- **What is being asked**:
Please write out exactly the lines that begin at the line containing "of the shorts" and run to the end of the records.

# Material supplied start

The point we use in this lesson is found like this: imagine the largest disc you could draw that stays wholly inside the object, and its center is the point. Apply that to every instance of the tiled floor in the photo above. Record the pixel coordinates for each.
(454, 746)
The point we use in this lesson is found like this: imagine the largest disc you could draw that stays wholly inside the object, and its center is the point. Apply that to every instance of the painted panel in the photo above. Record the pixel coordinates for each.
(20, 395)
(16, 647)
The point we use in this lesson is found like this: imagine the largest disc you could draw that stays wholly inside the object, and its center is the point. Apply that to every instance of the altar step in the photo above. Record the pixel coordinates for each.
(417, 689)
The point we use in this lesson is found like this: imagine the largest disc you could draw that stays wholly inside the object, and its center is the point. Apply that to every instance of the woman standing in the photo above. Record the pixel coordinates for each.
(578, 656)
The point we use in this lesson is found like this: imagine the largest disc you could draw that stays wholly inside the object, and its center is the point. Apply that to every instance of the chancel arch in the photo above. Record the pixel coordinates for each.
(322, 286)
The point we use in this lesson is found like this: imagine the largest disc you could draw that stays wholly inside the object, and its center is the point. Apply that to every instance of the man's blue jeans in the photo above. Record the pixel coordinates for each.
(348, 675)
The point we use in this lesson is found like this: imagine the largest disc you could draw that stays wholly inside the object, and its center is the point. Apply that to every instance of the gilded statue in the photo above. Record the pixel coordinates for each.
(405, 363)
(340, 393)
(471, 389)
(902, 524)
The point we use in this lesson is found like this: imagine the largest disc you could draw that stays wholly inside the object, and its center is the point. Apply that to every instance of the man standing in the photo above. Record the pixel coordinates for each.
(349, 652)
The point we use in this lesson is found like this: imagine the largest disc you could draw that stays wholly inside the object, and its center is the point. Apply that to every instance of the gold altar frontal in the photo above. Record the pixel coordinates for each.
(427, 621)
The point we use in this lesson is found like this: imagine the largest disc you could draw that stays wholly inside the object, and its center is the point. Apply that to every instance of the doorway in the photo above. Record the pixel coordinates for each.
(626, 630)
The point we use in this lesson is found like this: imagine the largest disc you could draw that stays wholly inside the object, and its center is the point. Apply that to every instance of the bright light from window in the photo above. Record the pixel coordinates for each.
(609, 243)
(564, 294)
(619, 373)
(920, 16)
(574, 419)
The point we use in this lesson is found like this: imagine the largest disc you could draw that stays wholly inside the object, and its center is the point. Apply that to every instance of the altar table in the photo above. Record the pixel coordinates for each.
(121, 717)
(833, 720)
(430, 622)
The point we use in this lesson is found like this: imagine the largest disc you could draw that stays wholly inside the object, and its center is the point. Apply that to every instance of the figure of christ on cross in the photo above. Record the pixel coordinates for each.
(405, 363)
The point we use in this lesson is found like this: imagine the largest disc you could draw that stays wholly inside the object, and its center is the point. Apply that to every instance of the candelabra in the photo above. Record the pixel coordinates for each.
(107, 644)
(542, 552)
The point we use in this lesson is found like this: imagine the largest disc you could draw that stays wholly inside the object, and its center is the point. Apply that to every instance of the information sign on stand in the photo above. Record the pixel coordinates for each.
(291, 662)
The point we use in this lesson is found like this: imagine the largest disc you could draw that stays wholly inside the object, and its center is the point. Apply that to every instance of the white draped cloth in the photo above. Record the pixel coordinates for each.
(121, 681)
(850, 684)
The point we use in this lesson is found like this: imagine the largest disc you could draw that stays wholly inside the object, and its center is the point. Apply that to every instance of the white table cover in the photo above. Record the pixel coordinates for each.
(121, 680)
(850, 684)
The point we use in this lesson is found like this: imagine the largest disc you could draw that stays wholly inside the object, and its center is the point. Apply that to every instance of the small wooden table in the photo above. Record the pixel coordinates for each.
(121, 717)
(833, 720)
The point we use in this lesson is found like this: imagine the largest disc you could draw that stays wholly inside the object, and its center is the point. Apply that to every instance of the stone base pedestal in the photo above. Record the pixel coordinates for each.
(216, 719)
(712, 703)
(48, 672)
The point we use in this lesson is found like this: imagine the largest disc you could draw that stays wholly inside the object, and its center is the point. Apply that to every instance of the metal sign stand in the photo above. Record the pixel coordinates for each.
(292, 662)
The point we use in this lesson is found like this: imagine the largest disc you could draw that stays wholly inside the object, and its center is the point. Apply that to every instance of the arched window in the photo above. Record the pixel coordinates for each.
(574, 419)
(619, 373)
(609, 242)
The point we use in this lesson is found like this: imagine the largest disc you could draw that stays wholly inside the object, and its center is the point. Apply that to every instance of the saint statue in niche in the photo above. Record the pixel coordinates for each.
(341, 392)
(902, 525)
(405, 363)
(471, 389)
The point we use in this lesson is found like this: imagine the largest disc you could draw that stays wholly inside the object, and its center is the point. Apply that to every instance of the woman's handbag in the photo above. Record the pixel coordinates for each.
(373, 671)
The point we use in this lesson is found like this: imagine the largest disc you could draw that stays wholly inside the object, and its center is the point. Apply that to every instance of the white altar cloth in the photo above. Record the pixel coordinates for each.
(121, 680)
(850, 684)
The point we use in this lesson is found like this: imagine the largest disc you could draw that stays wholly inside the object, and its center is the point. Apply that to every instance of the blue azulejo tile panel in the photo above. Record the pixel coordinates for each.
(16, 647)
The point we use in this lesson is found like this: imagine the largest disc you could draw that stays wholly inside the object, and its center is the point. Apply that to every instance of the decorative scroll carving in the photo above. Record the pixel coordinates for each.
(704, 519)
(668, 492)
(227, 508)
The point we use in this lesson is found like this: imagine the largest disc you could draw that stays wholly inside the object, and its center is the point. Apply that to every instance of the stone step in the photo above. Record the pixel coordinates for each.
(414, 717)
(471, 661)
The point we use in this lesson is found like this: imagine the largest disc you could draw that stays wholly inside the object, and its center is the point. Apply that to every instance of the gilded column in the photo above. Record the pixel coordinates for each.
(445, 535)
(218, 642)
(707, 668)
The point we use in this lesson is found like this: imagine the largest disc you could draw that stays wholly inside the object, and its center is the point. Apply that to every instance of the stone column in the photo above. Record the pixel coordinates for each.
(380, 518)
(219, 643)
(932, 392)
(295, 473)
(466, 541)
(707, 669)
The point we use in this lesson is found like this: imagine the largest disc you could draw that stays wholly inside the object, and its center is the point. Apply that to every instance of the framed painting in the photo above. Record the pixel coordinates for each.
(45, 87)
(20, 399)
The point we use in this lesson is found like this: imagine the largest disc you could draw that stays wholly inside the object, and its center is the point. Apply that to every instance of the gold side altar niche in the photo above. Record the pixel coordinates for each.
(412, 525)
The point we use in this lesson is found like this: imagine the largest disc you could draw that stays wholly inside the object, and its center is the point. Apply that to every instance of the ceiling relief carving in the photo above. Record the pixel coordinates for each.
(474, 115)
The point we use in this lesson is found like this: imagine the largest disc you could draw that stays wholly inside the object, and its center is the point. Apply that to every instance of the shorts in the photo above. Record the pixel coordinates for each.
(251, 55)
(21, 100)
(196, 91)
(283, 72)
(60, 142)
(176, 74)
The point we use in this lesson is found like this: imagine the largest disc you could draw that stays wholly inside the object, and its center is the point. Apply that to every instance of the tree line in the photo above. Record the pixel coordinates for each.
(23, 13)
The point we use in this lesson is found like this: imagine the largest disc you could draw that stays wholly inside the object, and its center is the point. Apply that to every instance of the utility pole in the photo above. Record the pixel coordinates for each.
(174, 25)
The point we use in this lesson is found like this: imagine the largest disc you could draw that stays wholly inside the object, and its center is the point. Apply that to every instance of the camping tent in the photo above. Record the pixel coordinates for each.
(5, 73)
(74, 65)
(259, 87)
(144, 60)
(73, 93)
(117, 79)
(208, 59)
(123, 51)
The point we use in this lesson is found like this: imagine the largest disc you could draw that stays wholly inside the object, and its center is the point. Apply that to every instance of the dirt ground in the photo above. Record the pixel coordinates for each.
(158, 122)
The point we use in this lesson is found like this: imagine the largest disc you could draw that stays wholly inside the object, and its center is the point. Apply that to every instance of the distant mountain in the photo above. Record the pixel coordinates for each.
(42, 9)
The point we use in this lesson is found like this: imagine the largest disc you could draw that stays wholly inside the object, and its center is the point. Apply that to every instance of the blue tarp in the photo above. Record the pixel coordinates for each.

# Material supplied end

- **Answer for the task**:
The point we use in this lesson is found like this: imagine the largest disc you could draw that stays wholly inside the object, and its center is the point. Apply that to every instance of the shorts in the photo above. Record the pixel coordinates for each.
(251, 55)
(21, 100)
(196, 91)
(283, 72)
(60, 142)
(176, 74)
The point we use in this lesson is found like this: imagine the largest disc you could draw that stays wholly inside the object, and its center is the point. Apply that to every instance of the tree line in the photo above. Record the pixel coordinates for each.
(23, 13)
The point we use in this lesson is found like this: imagine the largest disc you could draw that stays wholly inside the object, and its center is the point. Apply that to every instance of the utility pole in the photo above. Record the pixel coordinates for each.
(174, 25)
The point we use in this lesson is found like this: imagine the largest disc you could draw that stays wholly inside the object, and its center is the point. Apply that to every instance of the camping tent in the photo above. Record the pixel coordinates for each.
(5, 73)
(74, 65)
(259, 87)
(144, 60)
(73, 93)
(117, 79)
(208, 59)
(123, 51)
The point we use in this lesson is found like this: imagine the largest disc you could draw that stays wholly inside the object, and its center is the point. Apply that to every instance of the dirt ground in the photo above. Record the pixel coordinates for each.
(158, 122)
The point we use in this lesson is found like this: imagine the largest disc you could draw that stays wholly inside the object, and its center is the point. Apply that to every instance of the distant mountain in the photo above. Record the pixel coordinates for each.
(42, 9)
The point we use in this lesson is found like this: imagine the largest disc you could draw that stays wholly inside the object, and its center is the point. Apply that to every instance of the blue tarp in the photo above. Record the pixel coordinates for each.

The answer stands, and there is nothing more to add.